**Request 1:**
Retype a passage from the journal post about dropping the deathjournal from a story. Begin at the words "akcipitrokulo: (Default)" and stop after "of the book.".
**Request 2:**
Answer these questions about the journal post on the story's deathjournal:
(a) Who, in particular, would take part in the deathjournal fad?
(b) What was the relationship between the uni student and his mum at the time he died?
(c) What did the grief-stricken mother need to know?
**Request 3:**
Continue the journal post about dropping the deathjournal from the story, starting after its final sentence.

───── Page excerpt ─────

Mar. 13th, 2014

akcipitrokulo: (Default)
I think I'm dropping the "deathjournal" from my story.

Which is making me feel odd. It has been an integral part of it for so long.

Basically - at some point in the future, there will be a fad (brief, but very intense while it lasts) for people (especially the young) to write a deathjournal... thoughts and feelings that you want people to know after you've gone, so that loved ones - or not so loved ones! - can find out the truth about x incident, or what you really thought when they did y.

Uni student dies. He had had a major fall out with his mum, and they weren't speaking at the time.

Grief-stricken, she had to know if he had forgiven her. The fact that his deathjournal was missing - and then found to be unavailable for the moment, but would be at some point in the future - was the major motivation for her actions that were the main turning point of the book.

I think I've got other, more believable, motivations for her to take those actions.

───── Records shown ─────

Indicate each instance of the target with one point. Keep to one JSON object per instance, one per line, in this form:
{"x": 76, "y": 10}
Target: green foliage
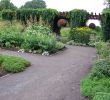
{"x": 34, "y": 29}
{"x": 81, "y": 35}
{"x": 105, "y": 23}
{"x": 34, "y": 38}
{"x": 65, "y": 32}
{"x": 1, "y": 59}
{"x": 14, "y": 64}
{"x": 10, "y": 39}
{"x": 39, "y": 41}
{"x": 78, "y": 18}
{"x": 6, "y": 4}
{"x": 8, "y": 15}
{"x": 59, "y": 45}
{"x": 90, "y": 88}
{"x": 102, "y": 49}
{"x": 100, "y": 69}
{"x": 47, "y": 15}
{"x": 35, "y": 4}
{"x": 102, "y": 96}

─────
───── Records shown ─────

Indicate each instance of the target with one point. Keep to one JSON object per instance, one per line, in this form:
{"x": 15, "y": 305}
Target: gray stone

─────

**Answer 1:**
akcipitrokulo: (Default)
I think I'm dropping the "deathjournal" from my story.

Which is making me feel odd. It has been an integral part of it for so long.

Basically - at some point in the future, there will be a fad (brief, but very intense while it lasts) for people (especially the young) to write a deathjournal... thoughts and feelings that you want people to know after you've gone, so that loved ones - or not so loved ones! - can find out the truth about x incident, or what you really thought when they did y.

Uni student dies. He had had a major fall out with his mum, and they weren't speaking at the time.

Grief-stricken, she had to know if he had forgiven her. The fact that his deathjournal was missing - and then found to be unavailable for the moment, but would be at some point in the future - was the major motivation for her actions that were the main turning point of the book.

**Answer 2:**
(a) People, especially the young.
(b) They had had a major fall out and weren't speaking.
(c) Whether he had forgiven her.

**Answer 3:**
It saves trying to make a plausible reason why she knows where it is but can't read it right now (originally there was dangerous information that cannot be made public NOW because of corrupt polititians, but too valuable to lose also in the book, so as an astrophysics PhD student who was involved in sending a probe to a comet, he hid it on board, where it would return X years later when political situation was better... I had it that he wasn't thinking necessarily too clearly when he did that! Plot twist was that it was returning sooner than expected, and to hide this fact, interested parties started bumping off astronomers... yeah, dropped the serial astronomer killer a while ago. Now it's one poltical lobbyist who is killed. Comet returning early wasn't a plausibility issue by the way - notable, yes, but having its orbit affected by some near miss while on its way back to the Oort cloud - really not impossible.)

It was one of the weak points of the plot, I think, because I was trying to explain why reasonably intelligent people did some really dumb things - which isn't so difficult! - but also why they reacted emotionally in certain ways that didn't convince me.

So I've dropped it.

I think.

It's proving emotionally difficult to let it go!
akcipitrokulo: (Default)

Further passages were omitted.